■ **Exercise aim**
Print the data in full, exactly as it reads.

■ **Material for the task**
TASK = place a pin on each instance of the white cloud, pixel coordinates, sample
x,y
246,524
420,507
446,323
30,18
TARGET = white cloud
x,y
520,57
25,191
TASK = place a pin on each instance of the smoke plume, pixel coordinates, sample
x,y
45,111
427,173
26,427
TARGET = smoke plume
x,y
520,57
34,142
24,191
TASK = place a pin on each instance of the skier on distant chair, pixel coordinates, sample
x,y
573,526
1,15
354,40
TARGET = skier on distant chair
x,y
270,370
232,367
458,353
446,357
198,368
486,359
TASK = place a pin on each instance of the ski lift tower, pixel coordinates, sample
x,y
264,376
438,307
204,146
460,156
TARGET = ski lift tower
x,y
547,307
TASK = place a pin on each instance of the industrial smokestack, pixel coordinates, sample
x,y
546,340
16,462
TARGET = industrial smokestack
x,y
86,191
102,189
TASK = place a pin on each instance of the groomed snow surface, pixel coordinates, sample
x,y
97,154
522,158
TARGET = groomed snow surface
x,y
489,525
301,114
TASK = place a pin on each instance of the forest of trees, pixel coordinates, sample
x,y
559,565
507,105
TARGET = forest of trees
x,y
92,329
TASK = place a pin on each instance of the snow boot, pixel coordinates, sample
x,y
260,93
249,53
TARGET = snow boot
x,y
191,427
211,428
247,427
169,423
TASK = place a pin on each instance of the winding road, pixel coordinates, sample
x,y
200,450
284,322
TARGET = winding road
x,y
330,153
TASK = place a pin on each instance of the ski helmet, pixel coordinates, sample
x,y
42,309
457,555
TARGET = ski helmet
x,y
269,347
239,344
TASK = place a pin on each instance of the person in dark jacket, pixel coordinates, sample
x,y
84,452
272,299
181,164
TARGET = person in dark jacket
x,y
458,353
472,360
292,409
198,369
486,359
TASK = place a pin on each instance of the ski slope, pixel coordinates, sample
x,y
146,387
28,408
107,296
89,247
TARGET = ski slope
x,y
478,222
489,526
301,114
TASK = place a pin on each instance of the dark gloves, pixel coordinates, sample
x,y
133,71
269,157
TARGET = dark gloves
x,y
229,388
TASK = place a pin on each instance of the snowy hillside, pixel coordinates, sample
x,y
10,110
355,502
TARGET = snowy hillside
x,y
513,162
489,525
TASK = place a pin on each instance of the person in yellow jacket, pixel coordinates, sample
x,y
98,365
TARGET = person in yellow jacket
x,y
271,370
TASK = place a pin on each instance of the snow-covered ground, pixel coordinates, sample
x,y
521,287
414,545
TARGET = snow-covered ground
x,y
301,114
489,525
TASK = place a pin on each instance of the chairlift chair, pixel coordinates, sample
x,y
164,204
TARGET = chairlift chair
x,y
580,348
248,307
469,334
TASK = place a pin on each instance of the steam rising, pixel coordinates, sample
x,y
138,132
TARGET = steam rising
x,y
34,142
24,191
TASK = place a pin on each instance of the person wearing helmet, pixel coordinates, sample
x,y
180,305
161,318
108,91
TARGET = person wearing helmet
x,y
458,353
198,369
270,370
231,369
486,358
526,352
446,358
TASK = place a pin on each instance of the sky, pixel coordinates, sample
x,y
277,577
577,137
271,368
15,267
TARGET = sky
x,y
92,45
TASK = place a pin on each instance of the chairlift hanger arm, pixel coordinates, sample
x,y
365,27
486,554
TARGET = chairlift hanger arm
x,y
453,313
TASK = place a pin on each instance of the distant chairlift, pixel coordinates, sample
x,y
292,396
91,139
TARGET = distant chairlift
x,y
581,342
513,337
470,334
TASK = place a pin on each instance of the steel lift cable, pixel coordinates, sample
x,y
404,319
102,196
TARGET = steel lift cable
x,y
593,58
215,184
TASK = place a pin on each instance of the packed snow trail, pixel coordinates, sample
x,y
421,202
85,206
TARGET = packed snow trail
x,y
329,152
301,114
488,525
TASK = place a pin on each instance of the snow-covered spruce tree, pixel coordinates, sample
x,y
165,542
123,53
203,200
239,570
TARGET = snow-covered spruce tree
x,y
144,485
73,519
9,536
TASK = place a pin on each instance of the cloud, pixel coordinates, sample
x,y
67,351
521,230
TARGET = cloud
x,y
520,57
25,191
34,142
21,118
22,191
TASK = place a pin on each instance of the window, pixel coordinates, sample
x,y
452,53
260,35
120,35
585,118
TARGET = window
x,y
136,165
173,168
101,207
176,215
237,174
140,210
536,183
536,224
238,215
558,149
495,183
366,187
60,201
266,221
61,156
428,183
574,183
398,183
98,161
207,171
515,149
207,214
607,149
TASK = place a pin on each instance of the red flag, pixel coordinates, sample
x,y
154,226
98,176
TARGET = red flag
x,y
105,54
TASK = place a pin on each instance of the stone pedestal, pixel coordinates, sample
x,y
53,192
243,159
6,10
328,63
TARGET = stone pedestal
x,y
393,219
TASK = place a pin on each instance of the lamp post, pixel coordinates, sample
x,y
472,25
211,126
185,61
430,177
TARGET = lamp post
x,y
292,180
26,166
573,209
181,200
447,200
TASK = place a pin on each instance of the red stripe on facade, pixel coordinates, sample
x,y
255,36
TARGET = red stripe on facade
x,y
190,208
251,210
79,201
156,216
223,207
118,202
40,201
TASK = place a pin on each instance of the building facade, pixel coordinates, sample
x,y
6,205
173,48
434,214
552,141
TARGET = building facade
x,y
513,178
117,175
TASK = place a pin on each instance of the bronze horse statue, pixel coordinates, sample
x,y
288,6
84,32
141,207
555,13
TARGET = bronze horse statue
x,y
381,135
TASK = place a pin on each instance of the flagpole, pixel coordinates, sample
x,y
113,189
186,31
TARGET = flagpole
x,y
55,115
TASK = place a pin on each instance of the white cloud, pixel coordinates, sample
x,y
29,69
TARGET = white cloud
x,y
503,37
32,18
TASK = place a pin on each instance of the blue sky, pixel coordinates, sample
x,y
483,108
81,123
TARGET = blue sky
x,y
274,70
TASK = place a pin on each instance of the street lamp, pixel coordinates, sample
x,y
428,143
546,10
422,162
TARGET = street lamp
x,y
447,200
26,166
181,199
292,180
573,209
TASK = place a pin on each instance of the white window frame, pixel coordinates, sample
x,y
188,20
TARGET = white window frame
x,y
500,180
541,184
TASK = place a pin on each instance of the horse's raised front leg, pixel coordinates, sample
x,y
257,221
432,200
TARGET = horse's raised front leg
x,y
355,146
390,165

■ **Answer box**
TASK = place a pin on each instance of the white cloud, pixel coordinates, sample
x,y
246,524
420,507
446,323
30,18
TARGET = white cloud
x,y
520,57
25,191
TASK = place a pin on each instance of the smoke plume, pixel coordinates, sample
x,y
45,111
427,173
26,427
TARGET = smoke plume
x,y
520,57
34,142
24,191
TASK = place a pin on each instance of the skier on distant chair, pixel coordinates, sample
x,y
573,526
1,15
354,40
TARGET = skier on distant chair
x,y
270,370
232,367
458,353
446,357
198,368
486,359
TASK = place a pin on each instance of the ski lift tower, pixel coordinates, sample
x,y
264,376
438,307
204,146
460,156
TARGET = ski lift tower
x,y
547,307
TASK = place a pin on each instance of the industrial smokestack, pixel coordinates, sample
x,y
546,340
16,462
TARGET = industrial smokestack
x,y
86,191
102,189
TASK = place a pin on each instance of the groomed snow surface, pixel coordinates, sample
x,y
97,154
522,158
TARGET = groomed snow surface
x,y
489,525
301,114
TASK = place a pin on each instance of the forest of trees, pixel coordinates, sample
x,y
559,565
507,105
TARGET = forest of trees
x,y
92,329
TASK = place a pin on each instance of the snow boot, pixel coordinates, sample
x,y
260,93
249,53
TARGET = snow boot
x,y
191,427
211,428
247,427
169,423
TASK = place a pin on each instance of the winding road, pixel coordinates, sample
x,y
200,450
284,322
TARGET = winding road
x,y
330,153
TASK = place a pin on each instance of the ski helmet, pixel coordinates, sample
x,y
42,309
457,555
TARGET = ski helmet
x,y
269,347
239,344
TASK = place a pin on each instance of the person in dark jacket, pixel coordinates, sample
x,y
84,452
272,299
181,164
TARGET = person in dark jacket
x,y
458,353
472,360
292,409
198,369
486,359
TASK = place a pin on each instance of the ski slope, pixel coordinates, sample
x,y
146,387
28,408
107,296
89,247
TARGET = ski slope
x,y
478,222
489,526
301,114
TASK = place a pin on each instance of the dark gloves, pixel coordinates, sample
x,y
133,71
269,157
TARGET = dark gloves
x,y
229,388
TASK = place a pin on each instance of the snowy hillside, pixel coordinates, sample
x,y
10,110
355,502
TARGET = snowy hillside
x,y
513,162
489,525
TASK = place a pin on each instance of the person in yellow jacket, pixel coordinates, sample
x,y
98,365
TARGET = person in yellow jacket
x,y
271,370
TASK = place a pin on each instance of the snow-covered ground, pixel coordinates, sample
x,y
521,287
414,545
TARGET = snow-covered ground
x,y
301,114
489,525
TASK = place a pin on each instance of the chairlift chair, pixel coordinates, sample
x,y
164,204
TARGET = chairlift chair
x,y
580,348
248,307
469,334
TASK = place a pin on each instance of the steam rising, pixel coordinates, sample
x,y
138,132
TARGET = steam rising
x,y
34,142
24,191
TASK = place a pin on each instance of the person wearing helmet, pixel coordinates, sample
x,y
180,305
161,318
108,91
TARGET = person wearing helmet
x,y
458,353
198,369
270,370
231,369
486,358
526,352
446,358
TASK = place a pin on each instance of the sky, pixel coordinates, sample
x,y
277,577
577,137
271,368
15,267
TARGET = sky
x,y
92,45
TASK = place a pin on each instance of the chairlift hanger arm, pixel coordinates, sample
x,y
365,27
486,554
TARGET = chairlift hanger arm
x,y
453,313
TASK = place a pin on each instance of the distant chairlift, pixel coordinates, sample
x,y
292,396
91,139
TARGET = distant chairlift
x,y
581,342
513,337
470,334
TASK = place a pin on each instance of the steel lift cable, pixel coordinates, sample
x,y
404,319
102,196
TARGET = steel lift cable
x,y
593,58
215,184
TASK = place a pin on each instance of the packed snow trail, pixel coordinates, sample
x,y
421,202
85,206
TARGET = packed snow trail
x,y
329,152
301,114
488,525
TASK = place a pin on each instance of the snow-covered spruce tree, pixel coordinates, sample
x,y
165,542
123,53
203,200
239,570
TARGET = snow-covered spruce tree
x,y
144,485
73,519
9,536
TASK = place a pin on each instance of the cloud, pixel coordinates, sample
x,y
67,351
521,230
TARGET = cloud
x,y
520,57
25,191
34,142
21,118
22,191
TASK = place a pin on each instance of the window, pixel coordinates, sample
x,y
452,53
260,35
120,35
585,118
TARGET = window
x,y
136,165
173,168
101,207
176,215
237,174
140,210
536,183
536,224
238,215
558,149
495,183
366,187
60,201
266,221
61,156
428,183
574,183
398,183
98,161
207,171
515,149
207,214
607,149
TASK = place a pin on each instance of the red flag, pixel coordinates, sample
x,y
154,226
98,176
TARGET = red flag
x,y
105,54
TASK = place a pin on each instance of the stone pedestal, pixel coordinates, sample
x,y
53,192
243,159
6,10
328,63
TARGET = stone pedestal
x,y
393,219
TASK = place a pin on each instance of the lamp post, pixel coordinates, sample
x,y
472,25
211,126
185,61
430,177
TARGET = lamp post
x,y
292,180
26,166
573,209
181,200
447,200
TASK = place a pin on each instance of the red stripe on facade, pixel coordinates, sample
x,y
255,36
TARGET = red stripe on facade
x,y
190,208
251,210
79,201
156,216
223,207
118,202
40,201
TASK = place a pin on each instance of the building facade, pixel coordinates, sample
x,y
6,205
173,48
434,214
552,141
TARGET = building facade
x,y
513,178
117,175
TASK = place a pin on each instance of the bronze horse statue, pixel coordinates, sample
x,y
288,6
84,32
141,207
555,13
TARGET = bronze horse statue
x,y
381,135
TASK = place a pin on each instance of the flagpole, pixel coordinates, sample
x,y
113,189
186,31
TARGET = flagpole
x,y
55,115
TASK = place a pin on each instance of the white cloud, pixel coordinates, sample
x,y
29,69
TARGET = white cloud
x,y
503,37
32,18
TASK = place a pin on each instance of the blue sky, pixel coordinates, sample
x,y
483,108
81,123
TARGET = blue sky
x,y
274,70
TASK = place a pin on each instance of the street lamp, pixel coordinates, sample
x,y
428,143
546,10
422,162
TARGET = street lamp
x,y
447,200
26,166
181,199
292,180
573,209
TASK = place a pin on each instance of the white window frame, pixel coordinates, sample
x,y
188,20
TARGET = white window frame
x,y
500,180
541,184
TASK = place a pin on each instance of the horse's raised front leg, pixel coordinates, sample
x,y
257,221
432,200
TARGET = horse's raised front leg
x,y
355,146
390,165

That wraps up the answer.